--- BEGIN RECORDED INFORMATION ---
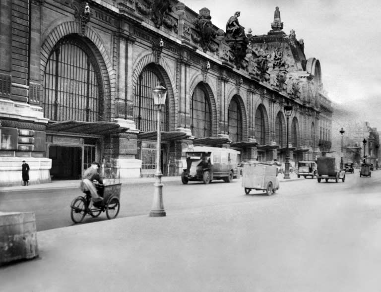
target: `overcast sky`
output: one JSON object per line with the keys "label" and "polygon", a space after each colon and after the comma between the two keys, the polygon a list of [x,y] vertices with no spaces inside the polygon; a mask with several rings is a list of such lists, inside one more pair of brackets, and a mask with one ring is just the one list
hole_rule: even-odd
{"label": "overcast sky", "polygon": [[[303,39],[307,58],[320,61],[328,97],[366,114],[373,127],[381,130],[381,4],[376,0],[186,0],[195,12],[210,10],[213,24],[226,30],[236,11],[245,31],[253,35],[271,30],[276,6],[283,31],[294,29]],[[361,113],[360,113],[361,112]],[[370,113],[370,115],[368,115]]]}

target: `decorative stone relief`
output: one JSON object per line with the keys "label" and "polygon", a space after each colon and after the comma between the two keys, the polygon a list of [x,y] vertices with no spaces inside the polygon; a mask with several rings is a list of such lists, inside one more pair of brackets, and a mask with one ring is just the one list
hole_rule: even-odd
{"label": "decorative stone relief", "polygon": [[192,40],[195,43],[200,44],[204,52],[208,50],[211,52],[215,52],[217,48],[216,46],[212,46],[212,41],[216,37],[216,33],[210,21],[212,18],[210,10],[204,7],[199,12],[199,15],[192,21],[195,32],[192,33]]}
{"label": "decorative stone relief", "polygon": [[86,25],[90,21],[90,17],[92,15],[89,3],[84,1],[79,3],[73,1],[71,3],[71,7],[74,9],[74,17],[77,21],[79,22],[82,35],[83,36],[85,35]]}
{"label": "decorative stone relief", "polygon": [[234,16],[229,19],[226,23],[226,36],[225,40],[230,47],[233,57],[231,61],[234,62],[237,69],[242,65],[242,60],[246,57],[248,47],[248,38],[245,33],[245,28],[240,25],[238,17],[241,15],[237,11]]}

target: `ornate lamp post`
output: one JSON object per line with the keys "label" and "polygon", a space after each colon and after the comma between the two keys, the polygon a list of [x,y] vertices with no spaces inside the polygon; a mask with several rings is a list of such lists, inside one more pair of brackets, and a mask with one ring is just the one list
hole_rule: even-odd
{"label": "ornate lamp post", "polygon": [[287,131],[286,132],[286,161],[284,163],[284,166],[285,169],[284,170],[284,178],[290,178],[290,151],[288,149],[288,118],[292,114],[292,106],[289,104],[287,104],[284,106],[283,109],[284,110],[284,114],[286,115],[286,117],[287,117]]}
{"label": "ornate lamp post", "polygon": [[155,191],[153,193],[153,201],[149,216],[151,217],[158,217],[166,216],[164,206],[163,204],[163,183],[161,182],[161,173],[160,167],[160,154],[161,146],[161,133],[160,132],[160,123],[161,122],[161,114],[162,106],[165,104],[165,98],[167,97],[167,89],[161,85],[158,85],[152,90],[153,102],[157,108],[157,146],[156,146],[156,172],[155,174]]}
{"label": "ornate lamp post", "polygon": [[340,171],[342,171],[344,168],[344,162],[343,161],[343,136],[345,132],[345,131],[343,129],[343,128],[341,128],[341,129],[339,131],[339,133],[341,134],[341,160],[340,161]]}

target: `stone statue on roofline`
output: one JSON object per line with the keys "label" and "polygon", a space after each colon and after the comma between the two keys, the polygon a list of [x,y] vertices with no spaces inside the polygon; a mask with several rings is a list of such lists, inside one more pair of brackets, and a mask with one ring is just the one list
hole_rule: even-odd
{"label": "stone statue on roofline", "polygon": [[241,15],[241,12],[237,11],[234,16],[232,16],[226,23],[226,38],[228,39],[237,39],[237,38],[245,37],[245,28],[240,25],[238,17]]}

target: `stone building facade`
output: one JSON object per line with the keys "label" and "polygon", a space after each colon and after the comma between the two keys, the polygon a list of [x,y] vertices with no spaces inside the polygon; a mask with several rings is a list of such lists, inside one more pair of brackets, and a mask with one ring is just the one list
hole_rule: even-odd
{"label": "stone building facade", "polygon": [[[0,185],[77,178],[93,160],[107,175],[155,168],[152,89],[168,92],[161,167],[178,175],[190,145],[233,147],[242,161],[329,151],[332,109],[320,63],[279,14],[253,36],[232,16],[169,0],[2,0]],[[233,13],[232,13],[233,14]],[[264,43],[265,41],[265,44]],[[319,134],[320,131],[320,134]]]}

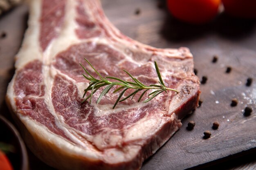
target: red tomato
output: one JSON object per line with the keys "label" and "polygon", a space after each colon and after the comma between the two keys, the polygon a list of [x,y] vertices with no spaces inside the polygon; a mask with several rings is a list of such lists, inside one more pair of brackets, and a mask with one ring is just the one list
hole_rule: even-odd
{"label": "red tomato", "polygon": [[13,170],[7,157],[1,150],[0,150],[0,167],[1,170]]}
{"label": "red tomato", "polygon": [[213,19],[220,3],[220,0],[167,0],[168,9],[173,16],[192,24],[204,23]]}
{"label": "red tomato", "polygon": [[225,12],[237,17],[256,18],[256,0],[222,0]]}

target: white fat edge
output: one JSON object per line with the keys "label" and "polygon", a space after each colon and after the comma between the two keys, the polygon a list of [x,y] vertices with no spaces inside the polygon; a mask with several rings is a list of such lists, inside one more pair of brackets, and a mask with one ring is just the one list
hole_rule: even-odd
--- END RECORDED INFORMATION ---
Reproduce the data above word for word, leaving out the pictures.

target: `overcast sky`
output: one JSON object per line with the keys "label" and "polygon", a space after each colon and after the comma between the two keys, the polygon a list of [x,y] vertices with no spaces inside the polygon; a mask with several rings is a list of such lists, inside one more pair of brackets, and a mask with one ring is just the one list
hole_rule: even-odd
{"label": "overcast sky", "polygon": [[[303,39],[307,58],[320,61],[328,97],[366,114],[373,127],[381,130],[381,4],[376,0],[186,0],[195,12],[210,10],[213,24],[226,30],[236,11],[245,31],[253,35],[271,30],[276,6],[283,31],[294,29]],[[361,113],[360,113],[361,112]],[[370,113],[370,115],[368,115]]]}

target: `decorative stone relief`
output: one JSON object per line with the keys "label" and "polygon", a space after each colon and after the comma between the two keys, the polygon a list of [x,y] vertices with no spaces inside the polygon; a mask with several rings is a list of such lists, inside one more pair of brackets, and a mask with one ring is just the one list
hole_rule: even-odd
{"label": "decorative stone relief", "polygon": [[192,40],[195,43],[200,44],[204,52],[208,50],[211,52],[215,52],[217,48],[216,46],[212,46],[212,41],[216,37],[216,33],[210,21],[212,18],[210,10],[204,7],[199,12],[199,15],[192,21],[195,32],[192,33]]}
{"label": "decorative stone relief", "polygon": [[86,25],[90,21],[90,17],[92,15],[89,3],[84,1],[79,3],[73,1],[71,3],[71,7],[74,9],[74,17],[77,21],[79,22],[82,35],[83,36],[85,35]]}
{"label": "decorative stone relief", "polygon": [[234,16],[229,19],[226,23],[226,36],[225,40],[230,47],[233,57],[231,61],[234,62],[237,69],[242,65],[242,60],[246,57],[248,47],[248,38],[245,33],[245,28],[240,25],[238,17],[241,15],[237,11]]}

target: `ornate lamp post`
output: one JSON object per line with the keys "label" and "polygon", a space after each colon and after the comma between the two keys, the polygon a list of [x,y] vertices with no spaces inside the polygon; a mask with several rings is a list of such lists, inside one more pair of brackets, and a mask with one ring is just the one list
hole_rule: even-odd
{"label": "ornate lamp post", "polygon": [[287,131],[286,132],[286,161],[284,163],[284,166],[285,169],[284,170],[284,178],[290,178],[290,151],[288,149],[288,118],[292,114],[292,106],[289,104],[287,104],[284,106],[283,109],[284,110],[284,114],[286,115],[286,117],[287,117]]}
{"label": "ornate lamp post", "polygon": [[155,191],[153,193],[153,201],[149,216],[151,217],[158,217],[166,216],[164,206],[163,204],[163,183],[161,182],[161,173],[160,167],[160,154],[161,146],[161,133],[160,132],[160,123],[161,122],[161,114],[162,106],[165,104],[165,98],[167,97],[167,89],[161,85],[158,85],[152,90],[153,102],[157,108],[157,146],[156,146],[156,172],[155,174]]}
{"label": "ornate lamp post", "polygon": [[340,171],[342,171],[344,168],[344,162],[343,161],[343,136],[345,132],[345,131],[343,129],[343,128],[341,128],[341,129],[339,131],[339,133],[341,134],[341,160],[340,161]]}

target: `stone statue on roofline`
output: one JSON object per line with the keys "label" and "polygon", a space after each colon and after the comma between the two keys, the polygon a list of [x,y] vertices with no spaces inside the polygon; a mask with several rings is a list of such lists, inside one more pair of brackets, and a mask with one ring is just the one list
hole_rule: even-odd
{"label": "stone statue on roofline", "polygon": [[241,15],[241,12],[237,11],[234,16],[232,16],[226,23],[226,38],[228,39],[237,39],[237,38],[245,37],[245,28],[240,25],[238,17]]}

target: `stone building facade`
output: one JSON object per line with the keys "label" and "polygon", a space after each colon and after the comma between the two keys, the polygon a list of [x,y] vertices with no spaces inside the polygon; a mask with several rings is a list of such lists, inside one more pair of brackets, and a mask with one ring is just the one list
hole_rule: even-odd
{"label": "stone building facade", "polygon": [[[0,185],[77,178],[93,160],[107,175],[155,168],[152,89],[168,92],[161,167],[178,175],[190,145],[233,147],[242,161],[329,151],[332,109],[320,63],[279,14],[253,36],[232,16],[169,0],[2,0]],[[233,13],[232,13],[233,14]],[[264,43],[265,41],[265,44]],[[319,134],[320,131],[320,134]]]}

target: red tomato
output: one JSON object per line with the keys "label" and "polygon", a space after each colon and after the comma between the two keys, the polygon a list of [x,y] vertices with no spaces inside the polygon; a mask with several rings is a list of such lists, inside one more pair of brackets, and a mask with one ring is just the one list
hole_rule: even-odd
{"label": "red tomato", "polygon": [[13,170],[7,157],[1,150],[0,150],[0,167],[1,170]]}
{"label": "red tomato", "polygon": [[213,19],[220,3],[220,0],[167,0],[168,9],[173,16],[192,24],[204,23]]}
{"label": "red tomato", "polygon": [[225,12],[237,17],[256,18],[256,0],[222,0]]}

target: white fat edge
output: one JSON object per line with the keys "label" and "polygon", a space after each colon and after the comma between the two keys, the polygon a list of [x,y] vertices with no spaces inside the polygon; a mask with several rings is a list of such lists, inside one more pair of brackets, and a mask with one ring is just the one list
hole_rule: even-odd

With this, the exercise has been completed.